TEXT SECTION –
(begin)

Asleep at the Wheel: A Computer Vision and Deep Learning Approach to Detecting Drowsiness
This article is a comprehensive overview of implementing Computer Vision and Deep Learning concepts to detect drowsiness of a driver and sound an alarm if drowsy.
Authors: Jaynish Vaghela, Sunny Bhagia, Sepand Farghadani,Omid Meh, Melanie
Github repository: https://github.com/jaynishvaghela/DriverDrowsinessDetection
https://github.com/omidmeh/AsleepAtTheWheel
Introduction
Driving while drowsy is a serious and often tragic problem in the United States. A report from the National Highway Traffic Safety Administration estimates that drowsy driving leads to 100,000 police-reported crashes each year, 71,000 injuries and 800 fatalities, and a $12.5 billion cost. The National Sleep Foundation reported that 37 percent of people admitted to falling asleep behind the wheel. Young adults between the ages of 18–29 are are even more likely to drive when drowsy, with a reported 71 percent compared to approximately half of those in the age range 30 to 64.
A solution to this problem is to identify when a driver is falling asleep, and alarm the driver and passengers of the situation so that appropriate measures can be taken.
In this work we propose two image-based frameworks for the detection and recognition of drowsiness based on a video feed of the driver’s face. Both frameworks are broadly divided into two parts, namely, feature extraction followed by time series based prediction. The two frameworks differ in the way features are extracted and fed into an LSTM (Long Short Term Memory) Network to make predictions. The model aims to monitor a driver’s condition in real-time. From the video, an image-based noninvasive technique is used to detect the facial features of the driver with time and classify drowsiness (Alert or Drowsy) and sound an alarm if drowsy.
Existing Solutions
Technologies in drowsiness detection can be classified into three main categories:
- The first category involves measuring cerebral and muscular signals and cardiovascular activity. These techniques are invasive and not commercially viable.
2. The second category includes techniques of measuring overall driver behavior from the vehicle patterns. These techniques do not work with micro-sleeps (driver falls asleep for a few seconds) since measuring many of these parameters requires a significant amount of time and user data.
3. The third category consists of using Computer Vision techniques as a non-invasive way to monitor the driver’s sleepiness.

(end)

TASK INSTRUCTIONS –
• a. Please reproduce a passage from the drowsiness-detection article word for word, beginning at the words "A solution to" and stopping after the words "can be taken.".
• b. Answer these from the drowsiness-detection article:
(i) How many police-reported crashes per year does the National Highway Traffic Safety Administration attribute to drowsy driving?
(ii) Into what network are the extracted features fed to make predictions?
(iii) What does the first category of drowsiness-detection technologies measure?

DATA EXCERPT –
(begin)

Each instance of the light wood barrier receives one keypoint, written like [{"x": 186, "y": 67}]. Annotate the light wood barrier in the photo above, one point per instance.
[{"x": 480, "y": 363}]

(end)

OUTPUTS –
• a.
A solution to this problem is to identify when a driver is falling asleep, and alarm the driver and passengers of the situation so that appropriate measures can be taken.

• b.
(i) 100,000
(ii) An LSTM (Long Short Term Memory) Network
(iii) Cerebral and muscular signals and cardiovascular activity